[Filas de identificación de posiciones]
_ _ _ _ _

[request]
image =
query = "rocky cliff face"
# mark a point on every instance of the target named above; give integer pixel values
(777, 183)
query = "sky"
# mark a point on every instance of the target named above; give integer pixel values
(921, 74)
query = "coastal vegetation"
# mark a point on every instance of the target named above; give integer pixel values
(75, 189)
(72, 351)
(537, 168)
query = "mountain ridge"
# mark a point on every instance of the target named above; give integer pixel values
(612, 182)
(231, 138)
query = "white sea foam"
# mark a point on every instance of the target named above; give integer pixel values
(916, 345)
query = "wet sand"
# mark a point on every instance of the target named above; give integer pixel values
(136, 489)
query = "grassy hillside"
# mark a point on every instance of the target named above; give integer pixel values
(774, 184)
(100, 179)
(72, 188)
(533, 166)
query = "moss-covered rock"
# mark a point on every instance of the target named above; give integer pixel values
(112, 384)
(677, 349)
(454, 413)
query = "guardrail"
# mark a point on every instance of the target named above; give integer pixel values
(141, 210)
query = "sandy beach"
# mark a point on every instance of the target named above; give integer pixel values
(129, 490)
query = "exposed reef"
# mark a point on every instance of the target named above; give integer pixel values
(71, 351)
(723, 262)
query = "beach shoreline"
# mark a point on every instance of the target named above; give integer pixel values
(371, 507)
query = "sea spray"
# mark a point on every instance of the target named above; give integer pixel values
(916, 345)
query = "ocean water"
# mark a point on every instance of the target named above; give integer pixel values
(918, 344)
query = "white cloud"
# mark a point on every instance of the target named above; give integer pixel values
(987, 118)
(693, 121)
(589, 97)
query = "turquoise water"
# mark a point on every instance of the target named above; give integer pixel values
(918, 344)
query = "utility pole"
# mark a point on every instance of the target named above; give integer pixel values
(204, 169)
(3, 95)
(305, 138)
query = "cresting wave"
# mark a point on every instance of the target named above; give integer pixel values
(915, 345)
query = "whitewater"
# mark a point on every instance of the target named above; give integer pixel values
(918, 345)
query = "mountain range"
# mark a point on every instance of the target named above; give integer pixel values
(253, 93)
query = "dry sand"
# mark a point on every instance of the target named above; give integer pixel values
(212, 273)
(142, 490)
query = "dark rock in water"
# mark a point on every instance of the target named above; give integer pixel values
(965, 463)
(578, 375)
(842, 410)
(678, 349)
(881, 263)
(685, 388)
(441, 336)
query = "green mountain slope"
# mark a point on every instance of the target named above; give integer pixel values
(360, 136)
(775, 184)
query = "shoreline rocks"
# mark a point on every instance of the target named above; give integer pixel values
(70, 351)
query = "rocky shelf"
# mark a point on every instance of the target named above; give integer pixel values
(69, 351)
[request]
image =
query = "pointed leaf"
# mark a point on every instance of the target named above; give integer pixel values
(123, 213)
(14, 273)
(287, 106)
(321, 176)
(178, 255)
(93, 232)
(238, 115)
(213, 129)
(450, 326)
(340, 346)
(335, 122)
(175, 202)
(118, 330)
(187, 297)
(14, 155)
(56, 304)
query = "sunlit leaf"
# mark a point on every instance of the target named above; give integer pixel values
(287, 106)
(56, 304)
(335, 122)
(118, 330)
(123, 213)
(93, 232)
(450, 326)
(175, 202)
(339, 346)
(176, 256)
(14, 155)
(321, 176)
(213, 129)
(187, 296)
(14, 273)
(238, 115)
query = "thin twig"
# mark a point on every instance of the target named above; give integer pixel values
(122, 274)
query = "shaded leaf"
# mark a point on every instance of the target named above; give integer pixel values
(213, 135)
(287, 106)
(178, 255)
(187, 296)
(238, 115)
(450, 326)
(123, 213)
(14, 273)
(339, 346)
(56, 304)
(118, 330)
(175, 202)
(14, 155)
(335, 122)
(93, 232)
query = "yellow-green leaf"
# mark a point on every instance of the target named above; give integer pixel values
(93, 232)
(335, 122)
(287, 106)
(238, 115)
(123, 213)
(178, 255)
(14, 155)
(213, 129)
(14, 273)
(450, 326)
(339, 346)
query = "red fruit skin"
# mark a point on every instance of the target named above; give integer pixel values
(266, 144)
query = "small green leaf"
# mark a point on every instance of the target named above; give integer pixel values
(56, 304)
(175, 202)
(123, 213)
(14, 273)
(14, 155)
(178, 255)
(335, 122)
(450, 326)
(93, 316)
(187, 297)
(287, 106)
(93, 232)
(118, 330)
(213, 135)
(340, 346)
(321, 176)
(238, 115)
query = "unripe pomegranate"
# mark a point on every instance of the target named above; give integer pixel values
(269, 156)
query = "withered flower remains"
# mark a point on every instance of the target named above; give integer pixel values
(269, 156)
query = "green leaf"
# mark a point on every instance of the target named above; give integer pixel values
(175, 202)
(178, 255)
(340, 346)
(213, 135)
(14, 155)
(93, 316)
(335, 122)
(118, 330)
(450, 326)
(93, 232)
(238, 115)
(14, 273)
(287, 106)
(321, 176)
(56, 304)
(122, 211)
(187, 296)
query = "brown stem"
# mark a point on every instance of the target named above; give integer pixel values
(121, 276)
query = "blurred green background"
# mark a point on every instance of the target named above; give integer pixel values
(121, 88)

_ _ _ _ _

[Tarea a realizar] Enumera, por favor, todas las filas que contengan la cadena "rocky".

[Respuesta]
query = "rocky cliff face"
query = "rocky shelf"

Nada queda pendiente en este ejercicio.